[Opening Excerpt provided section]

Are Primary Care Doctors a Vanishing Breed?
Explaining Career Goals
While the survey did not ask residents to explain their career decisions, West cites two possibilities.
- Life-work balance. "A major consideration is lifestyle and work-life balance, particularly from younger residents," he says. Some specialists may have more control over their schedule and office hours.
- Money. "Subspecialists can make twice as much," he says. While a general internist may make about $200,000, West says, citing a 2011 report, specialists such as a cardiologist often make twice that annually.
Doctor Shortage: Perspectives
Income is a major factor driving residents to become specialists, says David Battinelli, MD, chief academic officer at North Shore-LIJ Health System in Great Neck, N.Y., and dean of medical education at Hofstra North Shore-LIJ School of Medicine.

[Closing Excerpt provided section]
[Opening Stored data section]

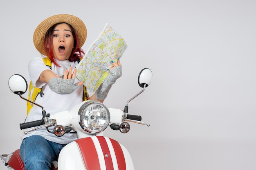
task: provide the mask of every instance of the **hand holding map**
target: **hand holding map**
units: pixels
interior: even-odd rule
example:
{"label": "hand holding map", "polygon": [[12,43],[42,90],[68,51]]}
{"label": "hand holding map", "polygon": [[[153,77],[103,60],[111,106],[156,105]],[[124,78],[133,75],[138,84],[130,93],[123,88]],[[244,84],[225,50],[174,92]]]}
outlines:
{"label": "hand holding map", "polygon": [[123,38],[107,23],[76,66],[76,78],[94,92],[108,76],[111,61],[117,62],[127,48]]}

[Closing Stored data section]

• **Things to do**:
1. List every heading in the article on primary care doctors, including its title.
2. Using the article on primary care doctors, answer yes or no for each statement and quote the words that decide it.
(a) The survey asked residents to explain their career decisions.
(b) West says a general internist may make about $200,000.
(c) Battinelli is dean of medical education at Hofstra North Shore-LIJ School of Medicine.
3. Carry on the article on primary care doctors after its last sentence.

• **Answers by item**:
1.
- Are Primary Care Doctors a Vanishing Breed?
- Explaining Career Goals
- Doctor Shortage: Perspectives

2.
(a) No: "the survey did not ask residents to explain their career decisions"
(b) Yes: "While a general internist may make about $200,000, West says"
(c) Yes: "dean of medical education at Hofstra North Shore-LIJ School of Medicine"

3.
He cites the hours, as well, with schedules for specialists often more predictable. "The general internist by and large takes care of the patient when he is sick, as opposed to when the doctor's office is open," he says.
Economics is a driver, agrees Martha S. Grayson, MD, senior associate dean for medical education and professor of clinical medicine, Albert Einstein College of Medicine, the Bronx, citing her own research.
"We found that the students who valued research, prestige, higher income, and better lifestyles were more likely to choose subspecialties for both pediatrics and internal medicine,'' she says.
Work-life balance is a factor, according to Christiane Mitchell, director of federal affairs for the Association of American Medical Colleges.
"Students in general are increasingly more likely to choose specialties that allow part-time hours, highly flexible schedules, and don't require significant 'on-call' responsibilities," Mitchell says in a statement.